====== Given text ======
To evaluate the effectiveness of the RFHD in the bridge structures subjected to spatially varying ground motions, the responses of the as-built bridge model and the bridge model with the V-type damper are analyzed and compared. In this section, without losing generality only the case with the total damper slip force of 186 kN, that is, with two dampers with slip force of 93 kN each placed at two outer girders of the deck as shown in Figure 12, is presented. The performance of the bridges is compared in terms of the peak and standard deviation of pounding forces, peak and standard deviation of the relative displacement, residual displacement, bearing deformation, and pier drift.

Figure 12.

Symmetrical placement of dampers at outer bridge girders.

Figure 13 shows the peak pounding forces at five joints of the bridge for the two bridge models, that is, as-built and with the V-type dampers as shown in Figure 2. The middle point represents the mean peak pounding forces while vertical line represents the mean ±1 standard deviation of the peak pounding force at the bridge joints obtained with the five sets of independently simulated spatially varying ground motions. Thus, the tip of the line represents the 84th percentile value of peak pounding force while the bottom end of the line represents the 16th percentile value of the peak pounding force. As shown, the V-type dampers are effective in mitigating peak pounding forces at all the joints of the bridge. Figure 14 compares the peak relative displacement at five joints of the bridges. The V-type dampers are also effective in reducing the peak relative opening of the joints. As shown, the dampers significantly reduce the relative displacement at all the joints except at Joint 4, which has the least relative displacement without the dampers. This is because the dampers are effective only when the relative displacement is relatively large as damping capacity depends on the opening of the joints and have only limited effect if the relative displacement is small as in the case of Joint 4.
======
Parts of the exercise:
(a) Reproduce the passage on bridge dampers from "To evaluate the" to "outer bridge girders.", with "devices" in place of "dampers" throughout.
(b) Write the next part of the passage on bridge dampers, picking up after its last sentence.
====== Record excerpts ======
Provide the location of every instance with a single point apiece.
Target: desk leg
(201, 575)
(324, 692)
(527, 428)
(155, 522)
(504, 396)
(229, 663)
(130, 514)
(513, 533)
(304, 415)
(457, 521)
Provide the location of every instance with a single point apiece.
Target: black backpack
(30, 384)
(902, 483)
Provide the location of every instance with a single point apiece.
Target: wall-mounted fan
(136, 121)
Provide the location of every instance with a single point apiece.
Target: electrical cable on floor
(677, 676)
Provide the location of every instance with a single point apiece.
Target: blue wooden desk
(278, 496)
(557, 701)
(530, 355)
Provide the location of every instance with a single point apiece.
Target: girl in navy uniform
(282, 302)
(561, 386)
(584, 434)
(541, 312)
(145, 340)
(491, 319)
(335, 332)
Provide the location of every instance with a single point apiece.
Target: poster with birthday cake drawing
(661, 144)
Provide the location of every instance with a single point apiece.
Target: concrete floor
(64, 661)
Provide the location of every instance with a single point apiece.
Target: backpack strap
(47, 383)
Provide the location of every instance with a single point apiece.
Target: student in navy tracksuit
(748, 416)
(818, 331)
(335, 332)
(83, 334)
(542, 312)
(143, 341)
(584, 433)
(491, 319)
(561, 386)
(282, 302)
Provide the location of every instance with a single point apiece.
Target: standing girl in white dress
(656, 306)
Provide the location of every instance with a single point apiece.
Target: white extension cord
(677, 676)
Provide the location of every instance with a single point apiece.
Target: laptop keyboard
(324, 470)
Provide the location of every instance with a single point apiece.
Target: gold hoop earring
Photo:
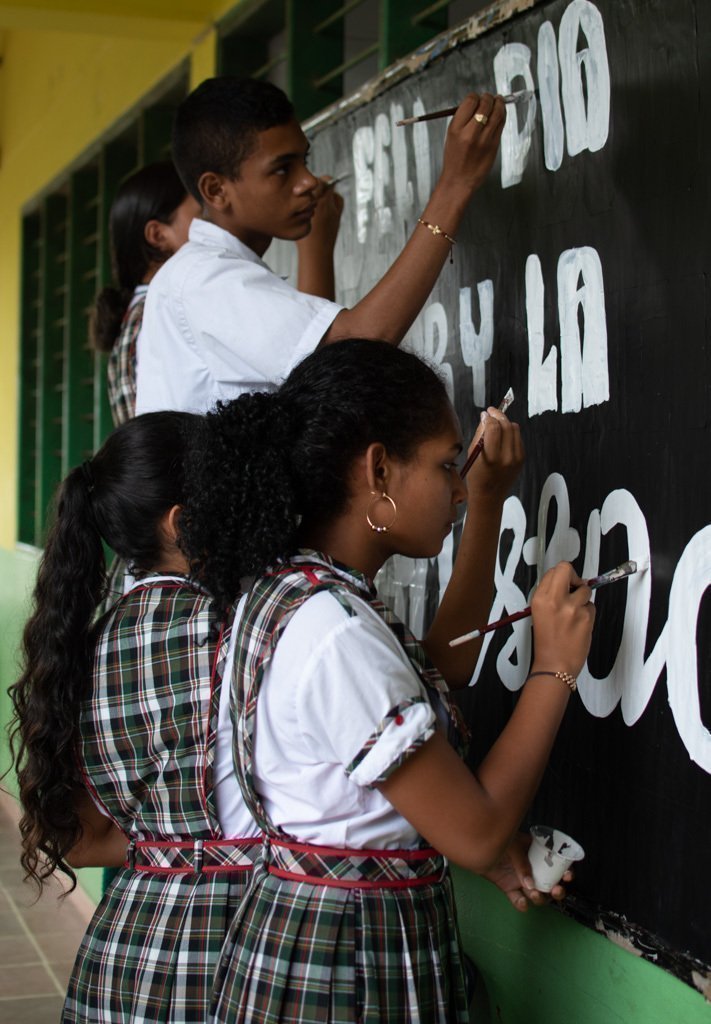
(381, 498)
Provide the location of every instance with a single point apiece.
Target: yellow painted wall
(59, 91)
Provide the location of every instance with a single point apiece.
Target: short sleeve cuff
(403, 730)
(326, 312)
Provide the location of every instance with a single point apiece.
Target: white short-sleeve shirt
(340, 707)
(218, 323)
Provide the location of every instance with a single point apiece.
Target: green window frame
(66, 260)
(306, 46)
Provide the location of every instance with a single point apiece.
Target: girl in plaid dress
(346, 748)
(149, 221)
(120, 737)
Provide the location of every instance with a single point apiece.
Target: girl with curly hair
(121, 740)
(346, 747)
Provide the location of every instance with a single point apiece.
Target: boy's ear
(172, 523)
(211, 188)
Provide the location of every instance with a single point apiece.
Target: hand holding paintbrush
(620, 572)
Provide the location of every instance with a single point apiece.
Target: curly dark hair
(268, 466)
(154, 193)
(119, 497)
(215, 126)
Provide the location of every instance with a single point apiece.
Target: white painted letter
(513, 60)
(583, 361)
(553, 131)
(585, 129)
(364, 148)
(692, 579)
(476, 346)
(542, 373)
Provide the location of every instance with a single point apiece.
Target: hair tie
(88, 474)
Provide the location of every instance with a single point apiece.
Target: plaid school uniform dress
(148, 747)
(331, 935)
(121, 369)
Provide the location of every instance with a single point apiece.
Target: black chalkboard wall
(581, 278)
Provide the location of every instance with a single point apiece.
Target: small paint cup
(550, 854)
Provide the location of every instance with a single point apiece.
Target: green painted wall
(540, 968)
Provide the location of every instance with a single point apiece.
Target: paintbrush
(478, 446)
(335, 181)
(621, 572)
(512, 97)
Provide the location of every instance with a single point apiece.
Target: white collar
(206, 233)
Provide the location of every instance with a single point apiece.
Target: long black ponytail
(269, 465)
(119, 497)
(154, 193)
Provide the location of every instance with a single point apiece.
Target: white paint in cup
(550, 854)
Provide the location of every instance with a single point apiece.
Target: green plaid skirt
(305, 953)
(151, 950)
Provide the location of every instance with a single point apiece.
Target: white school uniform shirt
(330, 684)
(219, 323)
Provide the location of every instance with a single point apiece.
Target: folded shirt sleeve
(359, 700)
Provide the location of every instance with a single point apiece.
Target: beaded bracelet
(566, 677)
(435, 229)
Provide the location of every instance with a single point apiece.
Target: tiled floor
(38, 939)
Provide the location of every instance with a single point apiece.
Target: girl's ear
(155, 235)
(172, 523)
(210, 187)
(377, 465)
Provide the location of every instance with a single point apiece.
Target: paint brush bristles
(512, 97)
(337, 180)
(478, 446)
(620, 572)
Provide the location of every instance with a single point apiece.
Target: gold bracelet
(435, 229)
(566, 677)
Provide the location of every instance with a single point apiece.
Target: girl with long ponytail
(122, 740)
(346, 747)
(149, 221)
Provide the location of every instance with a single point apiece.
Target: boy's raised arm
(388, 309)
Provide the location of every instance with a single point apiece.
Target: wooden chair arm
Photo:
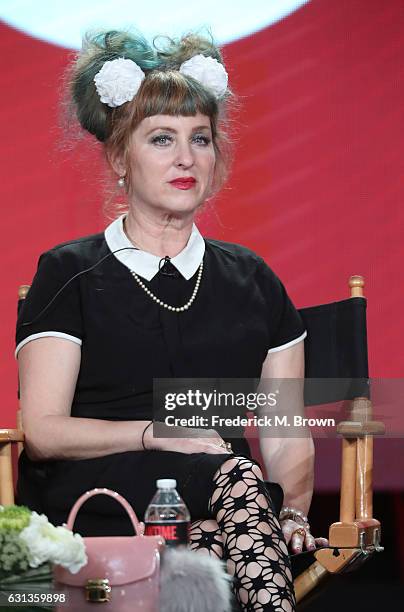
(11, 435)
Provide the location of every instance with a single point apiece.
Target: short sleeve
(285, 324)
(52, 306)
======
Answers to the tasks:
(a)
To evaluate the effectiveness of the RFHD in the bridge structures subjected to spatially varying ground motions, the responses of the as-built bridge model and the bridge model with the V-type damper are analyzed and compared. In this section, without losing generality only the case with the total damper slip force of 186 kN, that is, with two devices with slip force of 93 kN each placed at two outer girders of the deck as shown in Figure 12, is presented. The performance of the bridges is compared in terms of the peak and standard deviation of pounding forces, peak and standard deviation of the relative displacement, residual displacement, bearing deformation, and pier drift.

Figure 12.

Symmetrical placement of devices at outer bridge girders.

(b)
Figure 13.

Pounding forces at five joints: (a) as-built bridge and (b) bridge with V-type RFHD.

Figure 14.

Relative displacement at five joints: (a) as-built bridge and (b) bridge with V-type RFHD.

A factor that could limit the application of the friction damper is its mechanical behavior which is likely to induce residual displacement in the structure that could limit the serviceability of the bridge after an earthquake. In order to evaluate the residual deformation that the dampers can induce at the bridge joints, the residual deformations at all joints are measured and compared with the corresponding residual deformations of the as-built bridge model. As shown in Figure 15, residual deformations at the joints are not significantly altered by use of the friction dampers. The residual deformation could widen the gap or completely close the gap; however, the calculated residual deformations are within a limited range (less than 3 cm) for the considered ground motions, thus would not impede the traffic flow.

Figure 15.

Residual displacement at five joints: (a) as-built bridge and (b) bridge with V-type RFHD.

The damper constraints the movement of the bridge deck and this limits the deformation on the bearings. Bearing deformations without the dampers could be large and could result in the failure of the bearings, potentially generating vertical gaps between the two adjacent decks or deck and approach slab. This study verifies the failure of rubber bearing by observing its peak deformation. Although the bridge codes (JRA, 2004) suggest 250% shear strain as the ultimate shear strain limits, the modern isolation bearings can sustain shear strain up to 400% before failure. In this study without losing generality, a failure criterion of shear strain 300% for rubber bearing is adopted as in a previous study (Zhu et al., 2004). Figure 16 shows the peak deformation of the bearing to five sets of the simulated ground motions for two bridge models. As presented, the bearing deformations in as-built bridge model are large and most of the bridge bearing will be damaged due to the earthquake ground motions. Installing the V-type dampers significantly reduces the deformation demand of the bearings and limits the bearing deformations within the permissible limit.

Figure 16.

Peak deformation of bearings: (a) as-built bridge and (b) bridge with V-type RFHD.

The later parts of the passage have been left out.